Raw data section start

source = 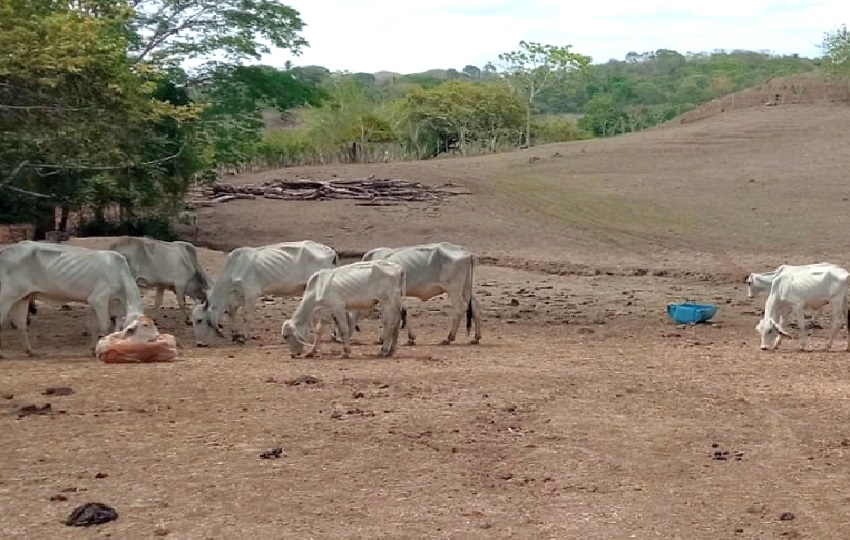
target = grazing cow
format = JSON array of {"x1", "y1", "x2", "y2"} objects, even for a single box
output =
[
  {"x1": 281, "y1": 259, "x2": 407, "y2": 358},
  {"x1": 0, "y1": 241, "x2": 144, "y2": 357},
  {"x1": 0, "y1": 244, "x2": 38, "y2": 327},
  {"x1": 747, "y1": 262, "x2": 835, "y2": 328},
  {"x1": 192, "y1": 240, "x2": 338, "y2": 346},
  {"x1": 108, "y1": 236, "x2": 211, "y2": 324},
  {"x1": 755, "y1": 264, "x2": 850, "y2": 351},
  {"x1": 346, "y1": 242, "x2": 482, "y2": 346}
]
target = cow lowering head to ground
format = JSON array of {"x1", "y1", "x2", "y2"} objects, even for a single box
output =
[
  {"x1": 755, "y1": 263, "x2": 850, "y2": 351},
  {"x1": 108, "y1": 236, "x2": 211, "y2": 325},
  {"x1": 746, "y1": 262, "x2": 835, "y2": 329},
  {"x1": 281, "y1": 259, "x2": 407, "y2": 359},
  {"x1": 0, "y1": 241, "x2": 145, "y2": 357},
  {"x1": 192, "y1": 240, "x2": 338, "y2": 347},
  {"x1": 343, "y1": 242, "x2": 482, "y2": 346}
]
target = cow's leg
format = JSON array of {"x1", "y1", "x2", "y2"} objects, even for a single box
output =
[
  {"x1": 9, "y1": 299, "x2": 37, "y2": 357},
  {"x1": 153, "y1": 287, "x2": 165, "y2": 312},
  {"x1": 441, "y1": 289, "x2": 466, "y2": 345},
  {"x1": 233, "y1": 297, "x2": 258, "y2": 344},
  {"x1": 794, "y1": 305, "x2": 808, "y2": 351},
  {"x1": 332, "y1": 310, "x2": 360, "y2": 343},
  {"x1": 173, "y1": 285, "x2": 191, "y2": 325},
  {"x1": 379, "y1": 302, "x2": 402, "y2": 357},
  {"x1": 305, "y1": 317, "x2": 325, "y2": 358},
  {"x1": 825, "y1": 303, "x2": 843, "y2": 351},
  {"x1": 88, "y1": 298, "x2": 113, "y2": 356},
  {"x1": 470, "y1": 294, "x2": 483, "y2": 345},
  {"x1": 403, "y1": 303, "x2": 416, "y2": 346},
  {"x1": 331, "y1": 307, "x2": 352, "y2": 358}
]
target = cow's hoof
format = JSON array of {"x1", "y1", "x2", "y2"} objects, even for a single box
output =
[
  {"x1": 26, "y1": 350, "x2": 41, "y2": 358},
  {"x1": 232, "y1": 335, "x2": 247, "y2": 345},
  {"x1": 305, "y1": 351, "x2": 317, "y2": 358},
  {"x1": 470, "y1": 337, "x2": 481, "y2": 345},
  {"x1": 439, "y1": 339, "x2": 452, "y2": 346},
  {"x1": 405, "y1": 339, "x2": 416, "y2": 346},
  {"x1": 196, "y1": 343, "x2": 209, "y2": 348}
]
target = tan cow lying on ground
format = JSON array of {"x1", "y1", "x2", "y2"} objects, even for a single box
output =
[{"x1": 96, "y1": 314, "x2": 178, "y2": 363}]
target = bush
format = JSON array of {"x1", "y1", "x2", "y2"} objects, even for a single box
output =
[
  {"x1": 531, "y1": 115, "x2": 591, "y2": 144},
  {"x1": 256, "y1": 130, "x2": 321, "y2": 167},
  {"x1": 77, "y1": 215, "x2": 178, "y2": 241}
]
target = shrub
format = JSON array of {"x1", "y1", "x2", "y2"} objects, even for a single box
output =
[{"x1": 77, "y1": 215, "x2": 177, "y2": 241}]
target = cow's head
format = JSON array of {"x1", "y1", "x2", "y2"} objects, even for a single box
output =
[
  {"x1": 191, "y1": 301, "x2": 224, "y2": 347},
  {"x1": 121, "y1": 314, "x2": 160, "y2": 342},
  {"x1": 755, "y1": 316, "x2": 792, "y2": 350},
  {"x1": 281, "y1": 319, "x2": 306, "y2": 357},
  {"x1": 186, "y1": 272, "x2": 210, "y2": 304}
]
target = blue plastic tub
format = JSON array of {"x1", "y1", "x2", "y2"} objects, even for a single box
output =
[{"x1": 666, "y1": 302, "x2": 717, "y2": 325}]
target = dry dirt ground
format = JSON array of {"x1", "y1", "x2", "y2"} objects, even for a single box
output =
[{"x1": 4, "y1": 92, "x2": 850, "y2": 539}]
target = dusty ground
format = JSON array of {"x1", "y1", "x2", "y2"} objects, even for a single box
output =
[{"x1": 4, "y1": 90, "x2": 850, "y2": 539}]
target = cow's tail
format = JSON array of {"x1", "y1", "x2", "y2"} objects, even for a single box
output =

Raw data section end

Activity >>
"target" is the word to look for; copy every line of the data that has it.

Solved problem >>
target = grazing cow
target = cow lowering head to ground
target = cow's leg
target = cow's hoof
target = tan cow lying on ground
target = bush
target = shrub
target = cow's head
target = blue plastic tub
target = dry dirt ground
target = dusty ground
target = cow's tail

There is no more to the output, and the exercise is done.